● **What to work on**
Rewrite the material below as a Markdown table with the columns "No." and "Text", giving each line its own numbered row and leaving out blank lines. Begin at the line that contains "Where can the tree" and continue through the last line of the material.

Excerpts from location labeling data
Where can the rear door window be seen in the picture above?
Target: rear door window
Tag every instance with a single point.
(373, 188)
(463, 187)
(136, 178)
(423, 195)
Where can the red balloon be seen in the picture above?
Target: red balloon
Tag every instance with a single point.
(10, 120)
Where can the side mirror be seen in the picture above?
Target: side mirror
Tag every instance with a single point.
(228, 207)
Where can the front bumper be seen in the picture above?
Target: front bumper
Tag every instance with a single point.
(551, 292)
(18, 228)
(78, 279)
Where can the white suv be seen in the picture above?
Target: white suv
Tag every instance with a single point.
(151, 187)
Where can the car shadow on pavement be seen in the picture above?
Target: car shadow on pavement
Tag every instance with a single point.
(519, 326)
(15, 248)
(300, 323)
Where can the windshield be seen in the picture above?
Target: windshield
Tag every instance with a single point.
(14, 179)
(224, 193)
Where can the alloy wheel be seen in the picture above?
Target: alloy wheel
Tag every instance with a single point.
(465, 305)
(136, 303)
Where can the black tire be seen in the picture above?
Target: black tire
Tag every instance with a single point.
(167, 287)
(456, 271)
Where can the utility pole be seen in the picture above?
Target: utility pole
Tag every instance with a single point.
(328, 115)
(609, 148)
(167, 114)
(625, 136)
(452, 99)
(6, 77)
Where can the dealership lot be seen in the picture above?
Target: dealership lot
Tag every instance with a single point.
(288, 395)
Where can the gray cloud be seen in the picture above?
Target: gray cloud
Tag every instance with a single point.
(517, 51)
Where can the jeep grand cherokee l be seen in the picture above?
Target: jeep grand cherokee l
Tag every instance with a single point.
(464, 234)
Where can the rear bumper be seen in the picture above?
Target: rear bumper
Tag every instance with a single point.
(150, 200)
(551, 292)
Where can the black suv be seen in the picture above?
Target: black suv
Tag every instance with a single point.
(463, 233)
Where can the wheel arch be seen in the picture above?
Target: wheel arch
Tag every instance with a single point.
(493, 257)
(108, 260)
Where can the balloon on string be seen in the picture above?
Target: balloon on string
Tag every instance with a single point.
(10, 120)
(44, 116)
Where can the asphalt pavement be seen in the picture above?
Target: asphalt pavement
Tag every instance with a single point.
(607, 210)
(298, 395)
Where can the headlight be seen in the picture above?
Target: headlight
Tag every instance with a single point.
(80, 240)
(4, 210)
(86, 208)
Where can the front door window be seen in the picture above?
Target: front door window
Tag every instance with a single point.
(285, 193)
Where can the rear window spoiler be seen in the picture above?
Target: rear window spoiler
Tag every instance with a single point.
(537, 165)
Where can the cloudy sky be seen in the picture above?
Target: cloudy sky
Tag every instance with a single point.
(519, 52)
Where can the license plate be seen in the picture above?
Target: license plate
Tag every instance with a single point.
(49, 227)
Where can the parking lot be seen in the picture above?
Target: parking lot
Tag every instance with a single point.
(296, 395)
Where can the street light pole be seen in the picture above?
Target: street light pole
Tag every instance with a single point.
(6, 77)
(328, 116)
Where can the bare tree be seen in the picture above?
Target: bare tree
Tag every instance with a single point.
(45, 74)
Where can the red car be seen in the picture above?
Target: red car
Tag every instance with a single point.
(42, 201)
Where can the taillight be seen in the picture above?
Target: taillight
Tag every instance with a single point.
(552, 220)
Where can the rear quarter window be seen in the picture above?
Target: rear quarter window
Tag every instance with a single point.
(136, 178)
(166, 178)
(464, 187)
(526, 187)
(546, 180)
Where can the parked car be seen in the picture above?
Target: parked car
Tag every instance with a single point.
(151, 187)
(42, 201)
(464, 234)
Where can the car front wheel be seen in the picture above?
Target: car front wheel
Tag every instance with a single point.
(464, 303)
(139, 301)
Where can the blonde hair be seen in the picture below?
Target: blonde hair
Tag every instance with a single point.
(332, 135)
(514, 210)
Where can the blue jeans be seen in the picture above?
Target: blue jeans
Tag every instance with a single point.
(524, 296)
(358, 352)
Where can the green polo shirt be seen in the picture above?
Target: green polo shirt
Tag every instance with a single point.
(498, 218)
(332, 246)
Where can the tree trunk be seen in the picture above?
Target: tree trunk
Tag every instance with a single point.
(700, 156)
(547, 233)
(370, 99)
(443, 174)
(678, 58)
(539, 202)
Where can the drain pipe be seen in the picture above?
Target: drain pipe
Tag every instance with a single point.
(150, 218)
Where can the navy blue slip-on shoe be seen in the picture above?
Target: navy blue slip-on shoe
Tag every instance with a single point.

● **Solution**
| No. | Text |
|---|---|
| 1 | Where can the tree trunk be seen in the picture above? |
| 2 | Target: tree trunk |
| 3 | Tag every instance with a single point. |
| 4 | (700, 156) |
| 5 | (547, 233) |
| 6 | (370, 99) |
| 7 | (443, 174) |
| 8 | (678, 58) |
| 9 | (539, 202) |
| 10 | Where can the drain pipe be seen in the picture above? |
| 11 | Target: drain pipe |
| 12 | Tag every instance with a single point. |
| 13 | (150, 218) |
| 14 | Where can the navy blue slip-on shoe be seen in the picture above? |
| 15 | Target: navy blue slip-on shoe |
| 16 | Tag every instance with a single point. |